Start of AVAILABLE RECORDS

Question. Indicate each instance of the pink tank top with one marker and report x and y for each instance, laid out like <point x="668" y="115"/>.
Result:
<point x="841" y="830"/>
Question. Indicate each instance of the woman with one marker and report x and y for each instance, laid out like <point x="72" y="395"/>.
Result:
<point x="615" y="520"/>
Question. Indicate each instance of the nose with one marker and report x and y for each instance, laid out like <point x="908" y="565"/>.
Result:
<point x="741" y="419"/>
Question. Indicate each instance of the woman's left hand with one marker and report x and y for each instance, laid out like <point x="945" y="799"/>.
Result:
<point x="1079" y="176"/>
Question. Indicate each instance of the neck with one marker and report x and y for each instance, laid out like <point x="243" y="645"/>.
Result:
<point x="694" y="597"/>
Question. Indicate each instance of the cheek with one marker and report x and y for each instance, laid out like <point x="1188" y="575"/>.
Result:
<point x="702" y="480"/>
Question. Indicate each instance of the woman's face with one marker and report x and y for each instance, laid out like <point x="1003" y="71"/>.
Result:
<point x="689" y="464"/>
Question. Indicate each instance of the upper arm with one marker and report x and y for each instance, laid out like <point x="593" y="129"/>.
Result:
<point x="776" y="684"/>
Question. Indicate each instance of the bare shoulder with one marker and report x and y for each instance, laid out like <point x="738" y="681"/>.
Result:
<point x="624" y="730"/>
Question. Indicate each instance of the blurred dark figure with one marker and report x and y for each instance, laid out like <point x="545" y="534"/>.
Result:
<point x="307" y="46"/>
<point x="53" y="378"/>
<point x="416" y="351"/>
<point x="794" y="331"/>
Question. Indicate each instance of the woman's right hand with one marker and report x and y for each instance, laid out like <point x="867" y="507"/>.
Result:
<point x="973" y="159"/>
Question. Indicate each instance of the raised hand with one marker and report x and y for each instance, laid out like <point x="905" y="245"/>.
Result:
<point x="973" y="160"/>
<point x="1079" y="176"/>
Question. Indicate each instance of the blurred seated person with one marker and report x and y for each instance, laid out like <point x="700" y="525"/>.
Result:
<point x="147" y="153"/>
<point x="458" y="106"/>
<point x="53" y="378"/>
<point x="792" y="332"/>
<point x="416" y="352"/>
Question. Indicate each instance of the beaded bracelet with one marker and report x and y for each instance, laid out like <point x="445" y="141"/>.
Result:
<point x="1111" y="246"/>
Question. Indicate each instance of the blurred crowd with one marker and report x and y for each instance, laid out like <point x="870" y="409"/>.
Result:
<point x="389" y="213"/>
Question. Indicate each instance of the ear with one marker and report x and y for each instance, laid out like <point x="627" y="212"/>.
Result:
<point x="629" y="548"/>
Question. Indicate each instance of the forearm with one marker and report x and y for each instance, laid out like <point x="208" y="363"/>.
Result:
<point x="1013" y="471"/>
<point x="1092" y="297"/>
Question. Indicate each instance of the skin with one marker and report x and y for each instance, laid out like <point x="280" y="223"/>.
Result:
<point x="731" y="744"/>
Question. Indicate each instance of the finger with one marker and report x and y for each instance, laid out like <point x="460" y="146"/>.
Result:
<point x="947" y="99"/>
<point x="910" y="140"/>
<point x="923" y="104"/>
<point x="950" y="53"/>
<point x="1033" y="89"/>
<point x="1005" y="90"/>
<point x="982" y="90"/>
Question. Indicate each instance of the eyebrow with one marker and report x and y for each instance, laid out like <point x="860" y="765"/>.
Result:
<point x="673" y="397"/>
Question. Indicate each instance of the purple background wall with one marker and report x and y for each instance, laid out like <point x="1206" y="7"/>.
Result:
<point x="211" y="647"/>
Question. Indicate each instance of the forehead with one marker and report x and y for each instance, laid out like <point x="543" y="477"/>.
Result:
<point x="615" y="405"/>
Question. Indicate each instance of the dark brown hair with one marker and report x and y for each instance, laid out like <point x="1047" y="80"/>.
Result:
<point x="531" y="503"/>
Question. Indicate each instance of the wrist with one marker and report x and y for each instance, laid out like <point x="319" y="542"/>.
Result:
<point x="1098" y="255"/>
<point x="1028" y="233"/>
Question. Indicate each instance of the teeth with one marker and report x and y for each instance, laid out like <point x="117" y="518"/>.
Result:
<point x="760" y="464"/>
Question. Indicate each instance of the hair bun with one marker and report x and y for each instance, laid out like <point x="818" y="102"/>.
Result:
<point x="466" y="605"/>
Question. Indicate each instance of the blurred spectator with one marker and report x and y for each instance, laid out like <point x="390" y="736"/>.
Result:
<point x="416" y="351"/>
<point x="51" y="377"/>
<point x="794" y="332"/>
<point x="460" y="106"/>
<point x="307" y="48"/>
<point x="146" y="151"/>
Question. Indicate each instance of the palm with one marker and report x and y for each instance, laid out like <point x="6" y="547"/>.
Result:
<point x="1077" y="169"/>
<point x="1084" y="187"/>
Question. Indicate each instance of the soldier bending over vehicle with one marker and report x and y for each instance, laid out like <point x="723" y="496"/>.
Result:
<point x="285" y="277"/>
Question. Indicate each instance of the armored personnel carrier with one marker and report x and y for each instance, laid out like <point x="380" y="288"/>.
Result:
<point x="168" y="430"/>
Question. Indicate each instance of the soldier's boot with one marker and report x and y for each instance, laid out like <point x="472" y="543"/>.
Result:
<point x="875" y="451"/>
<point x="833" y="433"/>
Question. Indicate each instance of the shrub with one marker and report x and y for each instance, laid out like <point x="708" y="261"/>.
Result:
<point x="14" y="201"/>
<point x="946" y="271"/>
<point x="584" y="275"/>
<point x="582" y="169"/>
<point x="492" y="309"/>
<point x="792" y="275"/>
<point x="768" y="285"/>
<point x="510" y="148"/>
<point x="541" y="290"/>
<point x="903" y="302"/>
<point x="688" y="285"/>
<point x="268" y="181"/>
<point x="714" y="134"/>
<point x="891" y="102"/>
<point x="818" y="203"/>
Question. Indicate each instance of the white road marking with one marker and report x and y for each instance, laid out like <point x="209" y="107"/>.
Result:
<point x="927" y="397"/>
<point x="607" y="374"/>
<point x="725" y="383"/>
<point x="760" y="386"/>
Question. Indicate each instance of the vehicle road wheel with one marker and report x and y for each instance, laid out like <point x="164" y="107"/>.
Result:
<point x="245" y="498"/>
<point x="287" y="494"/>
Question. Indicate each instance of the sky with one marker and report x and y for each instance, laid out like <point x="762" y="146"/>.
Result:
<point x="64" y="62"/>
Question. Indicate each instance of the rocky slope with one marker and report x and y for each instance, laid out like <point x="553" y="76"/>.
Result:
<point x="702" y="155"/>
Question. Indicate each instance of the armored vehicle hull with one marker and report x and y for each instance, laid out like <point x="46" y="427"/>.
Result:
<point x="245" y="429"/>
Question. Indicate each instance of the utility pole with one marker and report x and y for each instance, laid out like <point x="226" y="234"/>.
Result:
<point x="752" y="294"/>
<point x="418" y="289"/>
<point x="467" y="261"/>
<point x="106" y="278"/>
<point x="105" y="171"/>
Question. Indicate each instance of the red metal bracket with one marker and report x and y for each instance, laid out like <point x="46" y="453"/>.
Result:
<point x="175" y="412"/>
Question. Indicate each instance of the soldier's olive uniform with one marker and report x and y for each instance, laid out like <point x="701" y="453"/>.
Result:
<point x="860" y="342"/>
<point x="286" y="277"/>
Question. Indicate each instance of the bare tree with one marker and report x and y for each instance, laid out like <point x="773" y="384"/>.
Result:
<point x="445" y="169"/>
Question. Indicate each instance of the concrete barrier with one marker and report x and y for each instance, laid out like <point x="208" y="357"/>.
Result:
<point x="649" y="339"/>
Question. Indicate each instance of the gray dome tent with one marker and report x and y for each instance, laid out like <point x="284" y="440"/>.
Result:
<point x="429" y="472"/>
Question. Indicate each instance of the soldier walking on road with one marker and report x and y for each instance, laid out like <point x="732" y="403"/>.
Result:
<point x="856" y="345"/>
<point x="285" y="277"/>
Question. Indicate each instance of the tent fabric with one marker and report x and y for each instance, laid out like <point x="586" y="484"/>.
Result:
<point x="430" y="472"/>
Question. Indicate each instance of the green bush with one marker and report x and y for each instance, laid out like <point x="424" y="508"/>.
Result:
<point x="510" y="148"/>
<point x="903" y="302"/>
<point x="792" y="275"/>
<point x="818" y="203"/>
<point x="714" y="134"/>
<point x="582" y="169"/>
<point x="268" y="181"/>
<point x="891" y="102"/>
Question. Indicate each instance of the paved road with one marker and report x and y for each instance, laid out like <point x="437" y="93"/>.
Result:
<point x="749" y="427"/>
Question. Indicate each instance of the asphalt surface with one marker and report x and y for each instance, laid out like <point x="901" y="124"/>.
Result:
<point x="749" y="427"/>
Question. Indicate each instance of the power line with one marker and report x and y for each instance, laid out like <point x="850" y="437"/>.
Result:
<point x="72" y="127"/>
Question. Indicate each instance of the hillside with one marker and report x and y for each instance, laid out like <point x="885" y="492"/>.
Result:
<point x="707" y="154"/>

End of AVAILABLE RECORDS

INSTRUCTIONS FOR THE TASK => Each line above that contains the word "bare" should be returned.

SOLUTION BELOW =>
Question. Indicate each instance of the bare shoulder with one marker and report x and y for each instance, laid out like <point x="738" y="681"/>.
Question. Indicate each instance of the bare tree with one marker and report x and y for each instance, laid out like <point x="773" y="384"/>.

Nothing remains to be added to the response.